Des étoiles et des araignées

L’émission de radio de Christiane Charette à Radio-Canada a invité 3 blogueurs (Bruno, Dominic, Michelle) à venir présenter un palmarès des « stars du Web québécois ». L’idée est de reproduire, à l’échelle québécoise, le palmarès 25 Web celebs présenté récemment par Forbes.

Depuis que la blogosphère est blogosphère et que le Web est Web, on a cherché à classer, à catégoriser, à hiérarchiser à la fois les contenus et leurs créateurs. Même si je sais que ces classements hautement suggestifs ne doivent pas être pris très au sérieux et qu’ils sont sans impact à long terme, je ne peux m’empêcher de ressentir un malaise quand j’en vois un nouveau se pointer.

Pourquoi? Les raisons sont multiples:

1. Les blogueurs et autres créateurs de contenus Web sont humains. L’annonce de l’arrivée d’un nouveau classement provoque chez une grande majorité d’entre eux – moi inclue, du moins à une certaine époque – une curiosité un peu embarrassante: serai-je dans le top 10? Le top 50? Le top 100? Pourquoi cette personne et pas moi? De communautaire et égalitaire, l’utilisation du Web devient très personnelle, servant notre petite humanité dans tout ce qu’elle a de plus insécure et vaniteuse. On ne se refait pas… même quand on tente de se réinventer par le Web.

2. Dans ce même ordre d’idée, les classements donnent lieu à une opération de relations publiques fort peu élégante, où certains blogueurs bombardent les responsables du classement de messages d’auto-promotion d’une subtilité qui fait mal aux yeux tellement elle brille de désespoir.

3. La grande majorité des gens ne sait pas faire la différence entre « être influent » et « avoir une grande gueule ».
-=-=-
Objectif 1
Traduisez en anglais cette phrase du billet sur les palmarès du Web : « La grande majorité des gens ne sait pas faire la différence entre « être influent » et « avoir une grande gueule ». »
Objectif 2
D'après le billet sur les palmarès du Web, quel classement l'émission de Christiane Charette veut-elle refaire à l'échelle du Québec ?
Objectif 3
Reprenez le billet sur les palmarès du Web juste après sa dernière phrase.
-=-=-
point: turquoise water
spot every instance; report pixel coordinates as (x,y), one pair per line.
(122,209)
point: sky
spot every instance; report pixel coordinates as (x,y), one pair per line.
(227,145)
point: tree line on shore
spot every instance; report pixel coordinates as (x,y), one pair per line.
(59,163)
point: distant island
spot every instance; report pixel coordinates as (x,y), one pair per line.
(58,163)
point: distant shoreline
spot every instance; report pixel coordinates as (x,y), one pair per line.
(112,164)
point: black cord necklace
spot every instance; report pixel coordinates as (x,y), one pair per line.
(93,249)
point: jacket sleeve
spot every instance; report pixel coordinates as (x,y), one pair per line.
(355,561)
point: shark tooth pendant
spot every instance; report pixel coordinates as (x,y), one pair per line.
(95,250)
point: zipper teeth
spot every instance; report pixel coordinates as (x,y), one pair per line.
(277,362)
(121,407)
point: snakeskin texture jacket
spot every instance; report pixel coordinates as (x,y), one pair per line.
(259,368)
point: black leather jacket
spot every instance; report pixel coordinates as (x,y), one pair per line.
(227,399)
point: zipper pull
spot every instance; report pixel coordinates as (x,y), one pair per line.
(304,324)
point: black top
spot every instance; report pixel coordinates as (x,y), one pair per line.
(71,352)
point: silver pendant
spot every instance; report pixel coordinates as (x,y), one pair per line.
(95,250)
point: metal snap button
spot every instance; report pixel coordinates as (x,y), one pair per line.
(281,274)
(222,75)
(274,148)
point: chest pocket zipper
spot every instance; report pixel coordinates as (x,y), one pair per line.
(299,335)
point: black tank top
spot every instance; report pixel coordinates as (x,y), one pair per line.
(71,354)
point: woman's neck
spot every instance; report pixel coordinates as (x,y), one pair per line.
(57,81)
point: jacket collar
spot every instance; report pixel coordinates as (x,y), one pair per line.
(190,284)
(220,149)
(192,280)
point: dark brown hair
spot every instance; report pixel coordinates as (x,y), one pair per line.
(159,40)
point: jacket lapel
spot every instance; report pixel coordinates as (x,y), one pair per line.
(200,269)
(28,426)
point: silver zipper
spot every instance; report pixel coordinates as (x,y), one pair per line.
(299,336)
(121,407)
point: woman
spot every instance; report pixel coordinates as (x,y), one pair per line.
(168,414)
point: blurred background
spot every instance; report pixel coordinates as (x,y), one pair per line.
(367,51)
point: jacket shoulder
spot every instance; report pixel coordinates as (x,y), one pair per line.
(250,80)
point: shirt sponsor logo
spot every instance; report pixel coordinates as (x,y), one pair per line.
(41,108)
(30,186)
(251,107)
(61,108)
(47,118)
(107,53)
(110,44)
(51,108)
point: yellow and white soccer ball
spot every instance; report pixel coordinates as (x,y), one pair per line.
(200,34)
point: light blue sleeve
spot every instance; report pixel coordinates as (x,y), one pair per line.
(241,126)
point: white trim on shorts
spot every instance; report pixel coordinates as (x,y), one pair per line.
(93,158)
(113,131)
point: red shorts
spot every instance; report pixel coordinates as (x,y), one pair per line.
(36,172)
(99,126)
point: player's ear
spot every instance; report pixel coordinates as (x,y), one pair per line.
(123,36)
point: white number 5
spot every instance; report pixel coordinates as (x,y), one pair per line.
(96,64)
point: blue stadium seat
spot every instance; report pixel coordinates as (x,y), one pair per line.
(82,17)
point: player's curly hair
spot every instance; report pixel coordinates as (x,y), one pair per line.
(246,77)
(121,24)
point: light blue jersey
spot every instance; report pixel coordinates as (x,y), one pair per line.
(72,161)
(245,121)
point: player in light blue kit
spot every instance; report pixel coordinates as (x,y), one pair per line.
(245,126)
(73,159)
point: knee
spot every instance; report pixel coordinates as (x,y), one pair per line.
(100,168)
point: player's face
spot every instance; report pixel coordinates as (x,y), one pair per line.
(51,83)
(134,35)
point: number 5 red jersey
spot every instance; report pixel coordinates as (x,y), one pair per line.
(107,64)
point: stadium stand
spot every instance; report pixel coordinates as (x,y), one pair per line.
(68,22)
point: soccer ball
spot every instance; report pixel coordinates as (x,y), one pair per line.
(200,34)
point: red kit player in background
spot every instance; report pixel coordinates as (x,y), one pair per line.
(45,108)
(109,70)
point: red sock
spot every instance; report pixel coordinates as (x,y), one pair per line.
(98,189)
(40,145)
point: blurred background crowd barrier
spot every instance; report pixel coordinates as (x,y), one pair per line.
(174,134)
-=-=-
Réponse rédigée 1
The vast majority of people can't tell the difference between "being influential" and "having a big mouth."

Réponse rédigée 2
Le palmarès 25 Web celebs présenté récemment par Forbes.

Réponse rédigée 3
4. L’idée d’organiser les « personnalités Web » en classement hiérarchique va à l’encontre de l’esprit de collaboration et d’égalité qui est à la base même de la création du Web. C’est un peu comme si un moniteur en charge d’un groupe d’enfants dans un fat camp décidait soudainement d’y organiser un concours de beauté. En pensant motiver les gens, on gâche l’esprit et la beauté de la chose.

5. C’est quoi au juste, l’influence? Dans quel domaine parle-t-on d’influence? Un blogueur poète n’aura pas le rayonnement d’un directeur de relations publiques ou de marketing, mais un de ses textes touchera peut-être profondément la vie de quelqu’un qui tombera sur ses mots un jour où il aura la navigation triste.

6. Ce sont très souvent les mêmes noms qui reviennent, du moins dans une période donnée. Ainsi, au lieu de faire découvrir de nouveaux blogues ou de nouvelles « personnalités Web », les classements renforcent simplement une polarisation déjà existante: une majorité de lecteurs pour une petite poignée de blogueurs (ou générateurs de contenu et « d’influence »). Et nous qui étions si fiers de permettre l’existence de marchés de niche avec des contenus hautement originaux qui rejoignaient justement de petits groupes d’intérêts auxquels on s’adressait autrefois si peu souvent! Les classements nous forcent à appliquer des critères hors-ligne très « médias traditionnels » à un univers en ligne qui se faisait justement une fierté, ou du moins un devoir, de ne pas répéter les erreurs des anciens modèles.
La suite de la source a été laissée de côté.